PAGE TEXT -
■ ■ ■ ■ ■ ■ ■
[lbo-talk] Fitch and Brenner

Ted Winslow egwinslow at rogers.com
Thu Feb 26 09:31:06 PST 2009


Carrol Cox wrote:


> Doug Henwood wrote:
>>
>> On Feb 25, 2009, at 9:33 PM, Carrol Cox wrote:
>>
>>> Marx does not make moral judgments.
>>
>> Right. Got it. It's science. Purely objective.
>>
>> What a strange belief.
>
> It has nothing to do with science.
>
> I suggest you try seriously to demonstrate a moral judgment of
> anything.
> You also can't demonstrate that anyone ever first makes a moral
> judgment
> then acts on the gbasis of that judgment. You can't separate thought
> and
> action that crudely.

How about the "theoretical consciousness" of its "loss" that Marx makes a prerequisite for the sucessful emancipatory "action" he claims will ultimately issue from the "proletariat"?
■ ■ ■ ■ ■ ■ ■
INFORMATION SHOWN -
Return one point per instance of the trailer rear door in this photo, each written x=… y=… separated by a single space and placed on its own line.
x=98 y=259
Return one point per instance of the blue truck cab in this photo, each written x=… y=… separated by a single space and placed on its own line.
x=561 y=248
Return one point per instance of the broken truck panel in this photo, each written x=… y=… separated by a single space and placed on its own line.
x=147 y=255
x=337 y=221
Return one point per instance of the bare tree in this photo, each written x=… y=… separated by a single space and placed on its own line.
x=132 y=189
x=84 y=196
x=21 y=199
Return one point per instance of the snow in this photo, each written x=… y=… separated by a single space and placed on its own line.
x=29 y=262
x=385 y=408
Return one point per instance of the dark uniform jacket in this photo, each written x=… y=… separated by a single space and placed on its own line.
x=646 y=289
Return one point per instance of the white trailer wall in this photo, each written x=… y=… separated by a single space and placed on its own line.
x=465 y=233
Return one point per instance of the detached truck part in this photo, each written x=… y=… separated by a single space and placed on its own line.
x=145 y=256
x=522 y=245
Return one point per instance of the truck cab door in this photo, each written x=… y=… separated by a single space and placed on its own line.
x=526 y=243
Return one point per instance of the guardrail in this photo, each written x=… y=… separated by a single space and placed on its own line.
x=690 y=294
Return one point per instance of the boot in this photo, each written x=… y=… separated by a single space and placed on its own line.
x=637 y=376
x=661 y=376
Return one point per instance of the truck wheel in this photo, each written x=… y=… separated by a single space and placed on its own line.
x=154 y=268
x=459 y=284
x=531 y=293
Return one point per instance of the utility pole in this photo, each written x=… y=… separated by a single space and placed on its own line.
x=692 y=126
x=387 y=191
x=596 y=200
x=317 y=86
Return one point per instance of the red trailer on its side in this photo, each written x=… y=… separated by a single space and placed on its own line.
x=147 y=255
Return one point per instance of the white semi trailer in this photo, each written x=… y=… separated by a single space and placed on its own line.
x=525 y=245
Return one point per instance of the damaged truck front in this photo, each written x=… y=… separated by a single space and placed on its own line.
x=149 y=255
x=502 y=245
■ ■ ■ ■ ■ ■ ■
WHAT TO WORK ON -
[1] According to the mailing-list post, what does Carrol Cox say Marx does not make?
[2] Summarize the mailing-list post in two sentences.
[3] Write what comes next in the mailing-list post, picking up after its final sentence.

RESPONSES IN ORDER -
[1] Moral judgments.

[2] The post quotes Carrol Cox saying that Marx does not make moral judgments, Doug Henwood sarcastically calling it a strange belief that this is purely objective science, and Cox answering that it has nothing to do with science and that thought and action cannot be separated so crudely. Ted Winslow replies by pointing to the "theoretical consciousness" of its "loss" that Marx makes a prerequisite for the emancipatory "action" he claims will come from the "proletariat."

[3]
"since man has lost himself in the proletariat, yet at the same time has not only gained theoretical consciousness of that loss, but through urgent, no longer removable, no longer disguisable, absolutely imperative need -- the practical expression of necessity -- is driven directly to revolt against this inhumanity, it follows that the proletariat can and must emancipate itself" <http://www.marxists.org/archive/marx/works/1845/holy-family/ch04.htm>

Does this have any connection with what Marx makes the defining feature of human "labour" in Capital?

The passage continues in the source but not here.